* **Exercise aim**
Gather every line of the material below that contains the word "kindly", and copy each one out in full.

* **Dataset excerpts**
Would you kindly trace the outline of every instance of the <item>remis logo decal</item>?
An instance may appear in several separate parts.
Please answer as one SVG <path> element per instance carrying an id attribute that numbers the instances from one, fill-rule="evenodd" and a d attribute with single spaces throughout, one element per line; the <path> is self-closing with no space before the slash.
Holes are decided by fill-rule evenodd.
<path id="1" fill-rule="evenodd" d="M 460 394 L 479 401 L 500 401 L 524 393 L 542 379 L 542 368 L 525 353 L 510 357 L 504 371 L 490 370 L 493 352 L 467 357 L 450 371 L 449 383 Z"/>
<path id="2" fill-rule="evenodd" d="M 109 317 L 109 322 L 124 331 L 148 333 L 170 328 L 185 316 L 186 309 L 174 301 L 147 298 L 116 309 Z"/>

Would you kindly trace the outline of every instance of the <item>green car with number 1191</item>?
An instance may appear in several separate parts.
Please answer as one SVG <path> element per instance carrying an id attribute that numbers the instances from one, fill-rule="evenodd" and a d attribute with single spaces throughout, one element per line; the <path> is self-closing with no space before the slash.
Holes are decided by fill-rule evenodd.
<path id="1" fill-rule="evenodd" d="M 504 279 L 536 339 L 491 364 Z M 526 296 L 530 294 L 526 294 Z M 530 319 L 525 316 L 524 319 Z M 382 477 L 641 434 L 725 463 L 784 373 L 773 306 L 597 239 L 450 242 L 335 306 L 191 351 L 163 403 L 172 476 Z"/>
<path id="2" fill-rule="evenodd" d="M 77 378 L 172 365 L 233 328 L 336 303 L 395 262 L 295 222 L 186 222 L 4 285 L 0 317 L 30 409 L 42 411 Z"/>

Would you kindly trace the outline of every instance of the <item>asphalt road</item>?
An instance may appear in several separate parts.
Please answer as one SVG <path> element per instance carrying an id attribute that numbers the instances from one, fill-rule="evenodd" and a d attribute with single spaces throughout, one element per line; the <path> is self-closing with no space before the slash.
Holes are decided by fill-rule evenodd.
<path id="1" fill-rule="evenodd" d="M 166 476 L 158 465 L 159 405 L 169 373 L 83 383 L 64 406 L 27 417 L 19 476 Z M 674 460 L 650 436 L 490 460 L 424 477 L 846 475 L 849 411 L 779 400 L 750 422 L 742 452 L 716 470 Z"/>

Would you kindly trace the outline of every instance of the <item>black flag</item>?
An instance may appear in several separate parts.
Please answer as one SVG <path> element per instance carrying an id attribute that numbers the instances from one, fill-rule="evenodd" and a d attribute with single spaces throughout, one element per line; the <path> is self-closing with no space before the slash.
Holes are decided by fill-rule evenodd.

* * *

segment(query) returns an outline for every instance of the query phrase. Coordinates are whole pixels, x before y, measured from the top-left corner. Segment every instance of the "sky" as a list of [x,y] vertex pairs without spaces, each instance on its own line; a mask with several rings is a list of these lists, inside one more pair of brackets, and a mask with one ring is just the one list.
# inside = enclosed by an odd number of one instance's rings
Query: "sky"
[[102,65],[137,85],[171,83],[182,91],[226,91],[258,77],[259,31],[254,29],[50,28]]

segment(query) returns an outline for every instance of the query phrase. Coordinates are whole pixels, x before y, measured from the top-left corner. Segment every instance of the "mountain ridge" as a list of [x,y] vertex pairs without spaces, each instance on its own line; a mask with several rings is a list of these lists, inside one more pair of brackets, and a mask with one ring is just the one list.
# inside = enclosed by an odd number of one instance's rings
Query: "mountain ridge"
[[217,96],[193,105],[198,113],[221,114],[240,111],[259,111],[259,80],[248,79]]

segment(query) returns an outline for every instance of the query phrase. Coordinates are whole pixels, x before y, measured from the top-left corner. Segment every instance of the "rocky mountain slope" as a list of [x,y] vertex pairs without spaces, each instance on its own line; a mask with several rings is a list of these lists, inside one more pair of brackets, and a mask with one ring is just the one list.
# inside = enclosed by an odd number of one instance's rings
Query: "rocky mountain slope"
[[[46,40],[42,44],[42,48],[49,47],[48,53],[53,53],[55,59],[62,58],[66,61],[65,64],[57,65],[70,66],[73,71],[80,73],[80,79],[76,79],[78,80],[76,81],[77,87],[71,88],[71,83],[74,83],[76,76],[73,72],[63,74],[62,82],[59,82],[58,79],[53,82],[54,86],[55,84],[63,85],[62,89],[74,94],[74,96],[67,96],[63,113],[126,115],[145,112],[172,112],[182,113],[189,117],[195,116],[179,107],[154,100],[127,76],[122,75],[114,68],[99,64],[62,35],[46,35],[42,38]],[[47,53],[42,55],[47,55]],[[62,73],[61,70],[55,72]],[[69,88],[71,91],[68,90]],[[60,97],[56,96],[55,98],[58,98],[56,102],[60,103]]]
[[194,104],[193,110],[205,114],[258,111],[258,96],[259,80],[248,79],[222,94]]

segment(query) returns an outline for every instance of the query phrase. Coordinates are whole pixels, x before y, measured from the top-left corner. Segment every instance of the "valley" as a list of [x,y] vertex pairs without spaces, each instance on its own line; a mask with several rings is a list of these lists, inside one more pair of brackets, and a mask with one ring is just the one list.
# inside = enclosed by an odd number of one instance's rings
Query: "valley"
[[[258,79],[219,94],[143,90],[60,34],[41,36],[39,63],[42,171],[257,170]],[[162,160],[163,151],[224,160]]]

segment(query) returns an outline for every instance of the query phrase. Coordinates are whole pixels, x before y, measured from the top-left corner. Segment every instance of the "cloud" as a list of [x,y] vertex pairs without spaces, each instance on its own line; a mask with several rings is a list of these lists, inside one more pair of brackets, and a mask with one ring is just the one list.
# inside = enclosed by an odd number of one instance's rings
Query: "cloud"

* **Output for this exercise**
Would you kindly trace the outline of every instance of the <item>remis logo decal</item>?
Would you kindly trace the outline of every instance of the <item>green car with number 1191</item>?
Would you kindly trace the outline of every instance of the <item>asphalt road</item>?
Would you kindly trace the outline of every instance of the <item>black flag</item>?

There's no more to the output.